• PROVIDED PASSAGE
------------------------------------------------------------------------

The Dahl and LuGre friction models are applied to model friction in the joints [16, 17, 23]. The Dahl model can capture many properties of friction, but does not capture the Stribeck effect, and thus cannot predict stick–slip. The LuGre friction model takes these effects into account and can model more accurately friction in the joints. Both the LuGre and Dahl methods require to solve additional state equations, in each integration step, that is

$${\dot{\mathbf{z}}}^{(c)} = \left\{ {\begin{array}{*{20}l} {{\text{Dahl}}\left( {t,{\mathbf{q}}^{(c)} ,{\mathbf{z}}^{(c)} } \right)} \hfill \\ {{\text{LuGre}}\left( {t,{\dot{\mathbf{q}}}^{(c)} ,{\mathbf{z}}^{(c)} } \right)} \hfill \\ \end{array} ,} \right.$$
(14)

------------------------------------------------------------------------

• GIVEN INFORMATION
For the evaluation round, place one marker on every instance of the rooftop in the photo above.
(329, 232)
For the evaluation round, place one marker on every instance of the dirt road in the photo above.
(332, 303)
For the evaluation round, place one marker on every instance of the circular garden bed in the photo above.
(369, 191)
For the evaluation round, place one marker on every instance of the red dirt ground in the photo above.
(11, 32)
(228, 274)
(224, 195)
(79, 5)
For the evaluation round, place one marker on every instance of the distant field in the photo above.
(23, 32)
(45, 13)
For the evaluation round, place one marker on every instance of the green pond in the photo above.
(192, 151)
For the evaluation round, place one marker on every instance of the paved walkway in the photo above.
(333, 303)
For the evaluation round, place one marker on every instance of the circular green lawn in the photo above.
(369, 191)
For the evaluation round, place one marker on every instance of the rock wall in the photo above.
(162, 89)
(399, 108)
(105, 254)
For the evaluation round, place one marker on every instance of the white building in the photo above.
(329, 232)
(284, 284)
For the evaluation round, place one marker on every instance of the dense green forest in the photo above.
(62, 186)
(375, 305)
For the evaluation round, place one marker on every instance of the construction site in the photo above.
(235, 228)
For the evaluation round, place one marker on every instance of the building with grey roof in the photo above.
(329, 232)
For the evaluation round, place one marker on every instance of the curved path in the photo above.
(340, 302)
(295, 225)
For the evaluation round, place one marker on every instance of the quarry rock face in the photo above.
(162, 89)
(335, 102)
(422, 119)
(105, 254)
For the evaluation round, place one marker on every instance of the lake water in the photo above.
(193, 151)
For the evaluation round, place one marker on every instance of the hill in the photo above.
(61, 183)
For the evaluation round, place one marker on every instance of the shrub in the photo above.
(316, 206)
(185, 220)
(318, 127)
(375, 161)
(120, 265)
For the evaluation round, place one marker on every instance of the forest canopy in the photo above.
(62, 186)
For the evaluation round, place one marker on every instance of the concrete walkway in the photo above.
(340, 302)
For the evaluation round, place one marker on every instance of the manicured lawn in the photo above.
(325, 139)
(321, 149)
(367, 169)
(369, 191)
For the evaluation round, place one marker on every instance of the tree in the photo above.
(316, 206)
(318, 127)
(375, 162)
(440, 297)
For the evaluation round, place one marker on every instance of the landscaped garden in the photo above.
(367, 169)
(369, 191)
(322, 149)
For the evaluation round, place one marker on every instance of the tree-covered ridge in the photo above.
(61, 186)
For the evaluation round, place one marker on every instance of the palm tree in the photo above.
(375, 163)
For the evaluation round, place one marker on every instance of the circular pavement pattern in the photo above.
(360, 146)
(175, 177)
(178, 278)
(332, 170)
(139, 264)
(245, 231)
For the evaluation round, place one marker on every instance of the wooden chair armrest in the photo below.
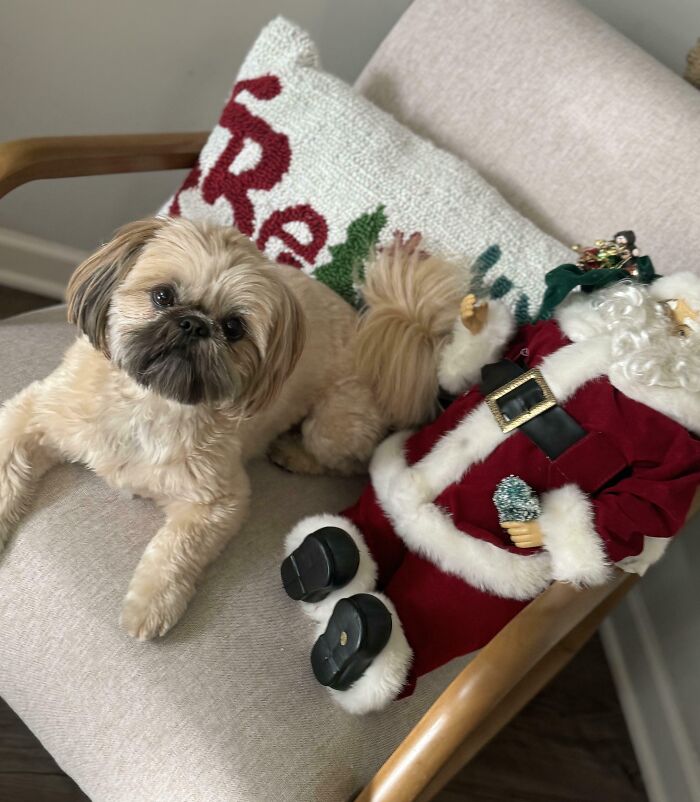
(476, 692)
(24, 160)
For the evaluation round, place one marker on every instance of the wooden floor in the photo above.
(570, 744)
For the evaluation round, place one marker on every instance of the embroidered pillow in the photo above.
(318, 176)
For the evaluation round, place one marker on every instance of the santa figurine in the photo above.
(592, 417)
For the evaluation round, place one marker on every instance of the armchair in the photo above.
(517, 663)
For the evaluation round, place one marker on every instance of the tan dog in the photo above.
(195, 354)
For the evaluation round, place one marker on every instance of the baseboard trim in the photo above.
(36, 265)
(657, 684)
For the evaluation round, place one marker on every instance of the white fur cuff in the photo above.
(568, 529)
(384, 679)
(364, 580)
(462, 358)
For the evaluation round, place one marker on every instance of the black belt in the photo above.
(521, 399)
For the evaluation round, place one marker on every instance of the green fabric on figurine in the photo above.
(604, 263)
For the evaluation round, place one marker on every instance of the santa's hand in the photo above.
(474, 315)
(524, 534)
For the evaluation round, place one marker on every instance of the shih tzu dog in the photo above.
(195, 354)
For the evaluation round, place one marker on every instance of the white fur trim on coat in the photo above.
(652, 551)
(464, 355)
(568, 529)
(364, 580)
(682, 284)
(386, 676)
(430, 532)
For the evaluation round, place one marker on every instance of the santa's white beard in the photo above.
(645, 348)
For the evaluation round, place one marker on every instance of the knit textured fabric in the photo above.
(318, 177)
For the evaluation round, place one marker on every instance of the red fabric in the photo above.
(275, 158)
(639, 468)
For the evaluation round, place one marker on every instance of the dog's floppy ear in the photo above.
(91, 286)
(285, 343)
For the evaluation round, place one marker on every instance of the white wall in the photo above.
(665, 28)
(100, 66)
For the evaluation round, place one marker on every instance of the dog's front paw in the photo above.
(150, 612)
(289, 453)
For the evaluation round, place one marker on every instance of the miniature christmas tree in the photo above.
(515, 500)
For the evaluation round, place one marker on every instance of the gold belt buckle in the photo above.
(548, 400)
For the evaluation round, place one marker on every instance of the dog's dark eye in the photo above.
(233, 328)
(163, 296)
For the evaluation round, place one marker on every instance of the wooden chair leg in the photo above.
(531, 684)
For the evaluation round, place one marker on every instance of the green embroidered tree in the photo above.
(346, 268)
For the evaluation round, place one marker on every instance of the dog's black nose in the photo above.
(194, 327)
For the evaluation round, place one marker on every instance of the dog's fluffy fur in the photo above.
(175, 417)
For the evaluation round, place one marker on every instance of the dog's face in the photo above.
(193, 312)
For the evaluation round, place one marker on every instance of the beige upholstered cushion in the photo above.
(579, 129)
(223, 708)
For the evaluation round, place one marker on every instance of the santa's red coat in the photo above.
(631, 478)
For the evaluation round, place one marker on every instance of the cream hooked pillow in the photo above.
(317, 176)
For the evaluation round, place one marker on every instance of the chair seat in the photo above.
(223, 708)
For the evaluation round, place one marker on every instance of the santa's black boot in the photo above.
(326, 560)
(356, 633)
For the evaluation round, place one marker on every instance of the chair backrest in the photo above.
(577, 127)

------------------------------------------------------------------------

• TASKS FOR THIS EXERCISE
**A)** List the reference numbers cited in the passage on joint friction models.
**B)** Pick up the passage on joint friction models and continue it from the point where it stops.

• FINAL ANSWERS
**A)** 16, 17, 23

**B)**
where

$$\left( {{\text{Dahl}}_{i} } \right)_{i = 1,2,3} = \left. {\dot{q}_{i}^{(c)} \left( {1 - \frac{{\sigma_{0,i}^{(c)} z_{i}^{(c)} \text{sgn} \left( {\dot{q}_{i}^{(c)} } \right)}}{{\mu_{s,i}^{(c)} }}} \right)^{\gamma } } \right|_{\gamma \in [1,2]} ,$$
$$\left( {{\text{LuGre}}_{i} } \right)_{i = 1,2,3} = \dot{q}_{i}^{(c)} \left( {1 - \frac{{\sigma_{0,i}^{(c)} z_{i}^{(c)} \text{sgn} \left( {\dot{q}_{i}^{(c)} } \right)}}{{\mu_{k,i}^{(c)} + \left( {\mu_{s,i}^{(c)} - \mu_{k,i}^{(c)} } \right)exp\left( { - \left( {\frac{{\dot{q}_{i}^{(c)} }}{{\dot{\tilde{q}}_{S,i}^{(c)} }}} \right)^{2} } \right)}}} \right),$$

  • \({\mathbf{z}}_{{}}^{(c)} = \left( {z_{i}^{(c)} } \right)_{i = 1,2,3}\) is a vector of bristle deflections,

  • \({\mathbf{q}}^{(c)} = \left( {q_{i}^{(c)} } \right)_{i = 1,2,3} = \left[ {\begin{array}{*{20}c} {{\tilde{\mathbf{q}}}^{(c,1)} } & {{\tilde{\mathbf{q}}}^{(c,2,0)} } & {{\tilde{\mathbf{q}}}^{(c,3)} } \\ \end{array} } \right]^{\text{T}}\)—vector of the joint coordinates,

  • \({\varvec{\upsigma}}_{0}^{(c)} = \left( {\sigma_{0,i}^{(c)} } \right)_{i = 1,2,3} ,{\varvec{\upsigma}}_{1}^{(c)} = \left( {\sigma_{1,i}^{(c)} } \right)_{i = 1,2,3} ,{\varvec{\upsigma}}_{2}^{(c)} = \left( {\sigma_{2,i}^{(c)} } \right)_{i = 1,2,3}\) are vectors of stiffness, damping and viscous friction coefficients of bristles, respectively,

  • \({\varvec{\upmu}}_{s}^{(c)} = \left( {\mu_{s,i}^{(c)} } \right)_{i = 1,2,3}\), \({\varvec{\upmu}}_{k}^{(c)} = \left( {\mu_{k,i}^{(c)} } \right)_{i = 1,2,3}\) are vectors of static and kinetic friction coefficients, respectively,

  • \({\mathbf{\dot{\tilde{q}}}}_{S}^{(c)} = \left( {\dot{\tilde{q}}_{S,i}^{(c)} } \right)_{i = 1,2,3}\) is a vector of transition velocities between friction regimes.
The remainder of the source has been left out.